**EXERCISE**
Beginning with the line containing "the concrete block wall" and continuing through the line containing "[(582, 244), (45, 287)]", rewrite only those lines, keeping the requests and offsetting every point coordinate in the answers by adding 8 to it.

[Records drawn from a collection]
+--

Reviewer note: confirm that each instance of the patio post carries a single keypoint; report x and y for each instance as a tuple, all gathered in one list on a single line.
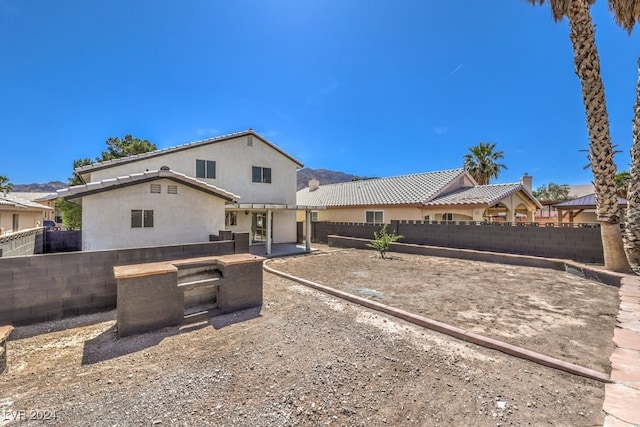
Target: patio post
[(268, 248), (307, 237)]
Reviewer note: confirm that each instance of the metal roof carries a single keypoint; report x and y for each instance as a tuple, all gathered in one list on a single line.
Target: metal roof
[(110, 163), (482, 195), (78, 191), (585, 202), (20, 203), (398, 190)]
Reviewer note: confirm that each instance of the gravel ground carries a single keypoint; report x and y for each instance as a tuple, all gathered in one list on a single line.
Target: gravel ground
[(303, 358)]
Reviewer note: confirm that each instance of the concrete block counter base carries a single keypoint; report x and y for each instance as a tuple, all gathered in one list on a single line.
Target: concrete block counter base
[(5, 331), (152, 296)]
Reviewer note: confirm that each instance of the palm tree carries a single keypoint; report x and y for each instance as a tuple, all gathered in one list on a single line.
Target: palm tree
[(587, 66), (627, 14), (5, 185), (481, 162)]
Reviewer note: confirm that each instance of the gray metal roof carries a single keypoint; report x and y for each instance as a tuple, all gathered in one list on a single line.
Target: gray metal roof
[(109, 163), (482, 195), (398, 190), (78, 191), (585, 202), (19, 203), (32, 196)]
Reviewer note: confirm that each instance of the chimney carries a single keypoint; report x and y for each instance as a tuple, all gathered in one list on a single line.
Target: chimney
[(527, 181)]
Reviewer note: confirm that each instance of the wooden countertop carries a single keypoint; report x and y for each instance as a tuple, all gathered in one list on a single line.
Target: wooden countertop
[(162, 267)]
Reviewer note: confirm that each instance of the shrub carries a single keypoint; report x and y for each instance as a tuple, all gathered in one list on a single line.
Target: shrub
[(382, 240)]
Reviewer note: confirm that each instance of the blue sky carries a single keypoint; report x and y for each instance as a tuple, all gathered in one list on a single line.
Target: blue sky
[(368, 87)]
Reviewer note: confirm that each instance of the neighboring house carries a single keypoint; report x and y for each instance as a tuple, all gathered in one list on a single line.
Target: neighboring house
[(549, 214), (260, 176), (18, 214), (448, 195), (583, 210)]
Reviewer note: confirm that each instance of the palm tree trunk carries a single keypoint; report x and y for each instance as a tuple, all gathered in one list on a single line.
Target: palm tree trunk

+--

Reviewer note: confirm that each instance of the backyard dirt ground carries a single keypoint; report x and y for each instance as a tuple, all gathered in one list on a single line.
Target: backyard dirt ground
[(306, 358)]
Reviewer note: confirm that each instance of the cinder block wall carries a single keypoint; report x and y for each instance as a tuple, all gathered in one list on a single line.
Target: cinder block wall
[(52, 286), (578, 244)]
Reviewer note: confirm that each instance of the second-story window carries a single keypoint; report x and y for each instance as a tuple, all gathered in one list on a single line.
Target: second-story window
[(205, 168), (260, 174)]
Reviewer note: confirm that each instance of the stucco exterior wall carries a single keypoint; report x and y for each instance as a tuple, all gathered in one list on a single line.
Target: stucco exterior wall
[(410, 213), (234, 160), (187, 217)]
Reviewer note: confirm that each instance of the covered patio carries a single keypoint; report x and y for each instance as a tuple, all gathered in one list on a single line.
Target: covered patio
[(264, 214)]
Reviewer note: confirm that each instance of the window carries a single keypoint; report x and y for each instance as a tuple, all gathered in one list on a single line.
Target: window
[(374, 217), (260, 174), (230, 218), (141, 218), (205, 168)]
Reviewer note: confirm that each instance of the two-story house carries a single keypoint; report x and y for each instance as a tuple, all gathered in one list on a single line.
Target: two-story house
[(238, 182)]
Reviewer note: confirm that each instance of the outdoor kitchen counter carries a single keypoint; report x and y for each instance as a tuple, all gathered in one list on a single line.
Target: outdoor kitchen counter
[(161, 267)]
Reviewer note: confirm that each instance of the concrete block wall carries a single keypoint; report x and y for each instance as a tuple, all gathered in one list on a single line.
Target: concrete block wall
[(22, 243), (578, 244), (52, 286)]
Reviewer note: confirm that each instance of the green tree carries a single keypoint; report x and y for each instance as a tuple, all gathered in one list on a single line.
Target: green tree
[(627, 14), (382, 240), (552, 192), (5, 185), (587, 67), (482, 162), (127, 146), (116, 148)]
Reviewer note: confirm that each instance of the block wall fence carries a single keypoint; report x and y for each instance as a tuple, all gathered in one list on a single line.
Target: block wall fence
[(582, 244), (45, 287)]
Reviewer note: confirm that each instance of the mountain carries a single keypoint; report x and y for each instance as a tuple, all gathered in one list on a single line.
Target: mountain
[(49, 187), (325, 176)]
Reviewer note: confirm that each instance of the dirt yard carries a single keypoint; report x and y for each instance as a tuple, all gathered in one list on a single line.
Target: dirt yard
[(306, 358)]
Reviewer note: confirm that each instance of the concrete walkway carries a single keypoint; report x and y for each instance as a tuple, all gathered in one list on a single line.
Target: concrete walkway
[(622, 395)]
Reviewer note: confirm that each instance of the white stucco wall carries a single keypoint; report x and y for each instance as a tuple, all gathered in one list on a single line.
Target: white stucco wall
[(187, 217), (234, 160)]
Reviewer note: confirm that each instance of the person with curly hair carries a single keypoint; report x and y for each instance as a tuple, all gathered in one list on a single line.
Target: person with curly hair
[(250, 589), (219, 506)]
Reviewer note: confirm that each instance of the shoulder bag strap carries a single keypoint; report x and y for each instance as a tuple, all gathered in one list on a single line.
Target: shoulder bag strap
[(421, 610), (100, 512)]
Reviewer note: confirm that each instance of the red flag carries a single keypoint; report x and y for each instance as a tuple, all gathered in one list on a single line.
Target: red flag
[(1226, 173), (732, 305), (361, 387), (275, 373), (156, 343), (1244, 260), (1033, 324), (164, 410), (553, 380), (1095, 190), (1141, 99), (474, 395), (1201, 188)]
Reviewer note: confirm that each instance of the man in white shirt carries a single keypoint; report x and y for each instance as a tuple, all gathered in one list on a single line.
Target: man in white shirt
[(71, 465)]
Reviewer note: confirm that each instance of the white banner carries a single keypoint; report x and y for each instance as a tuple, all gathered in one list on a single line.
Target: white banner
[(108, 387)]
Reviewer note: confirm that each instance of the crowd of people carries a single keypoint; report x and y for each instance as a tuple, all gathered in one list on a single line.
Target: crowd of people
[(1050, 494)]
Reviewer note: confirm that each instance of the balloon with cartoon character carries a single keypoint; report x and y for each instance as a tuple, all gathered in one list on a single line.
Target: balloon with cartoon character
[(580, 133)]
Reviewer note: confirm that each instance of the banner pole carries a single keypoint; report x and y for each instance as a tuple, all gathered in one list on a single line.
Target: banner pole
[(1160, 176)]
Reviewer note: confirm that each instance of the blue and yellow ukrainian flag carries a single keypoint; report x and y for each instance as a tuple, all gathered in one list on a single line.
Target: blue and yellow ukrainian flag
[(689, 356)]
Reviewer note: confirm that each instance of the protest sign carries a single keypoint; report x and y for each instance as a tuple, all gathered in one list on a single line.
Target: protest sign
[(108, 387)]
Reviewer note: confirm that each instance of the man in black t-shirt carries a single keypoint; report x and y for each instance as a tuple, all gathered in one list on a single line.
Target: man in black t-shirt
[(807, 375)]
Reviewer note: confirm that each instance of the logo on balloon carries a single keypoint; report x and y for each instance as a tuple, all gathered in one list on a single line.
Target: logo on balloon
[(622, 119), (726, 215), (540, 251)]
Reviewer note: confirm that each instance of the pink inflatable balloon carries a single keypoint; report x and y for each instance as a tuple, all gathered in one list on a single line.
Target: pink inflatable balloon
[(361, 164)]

+--

**PROBLEM SOLUTION**
Reviewer note: confirm that each instance of the concrete block wall carries a single keypoint; report x and y for each instance as a tuple, all gathered in one list on a single line.
Target: concrete block wall
[(30, 251), (586, 252), (60, 294)]
Reviewer note: confirm that each instance of the green tree carries a single keypoint; report x and y for each instance as a tuple, all gathered in one list on a single line.
Target: green tree
[(635, 22), (390, 248), (560, 200), (13, 193), (595, 75), (490, 170), (135, 154), (124, 156)]
Reviewer note: confirm that each instance of the block wall fence carries a single keypoint; report x and y for each instance as a tuple, all gathered in one list on a single line.
Target: block wall fence
[(590, 252), (53, 295)]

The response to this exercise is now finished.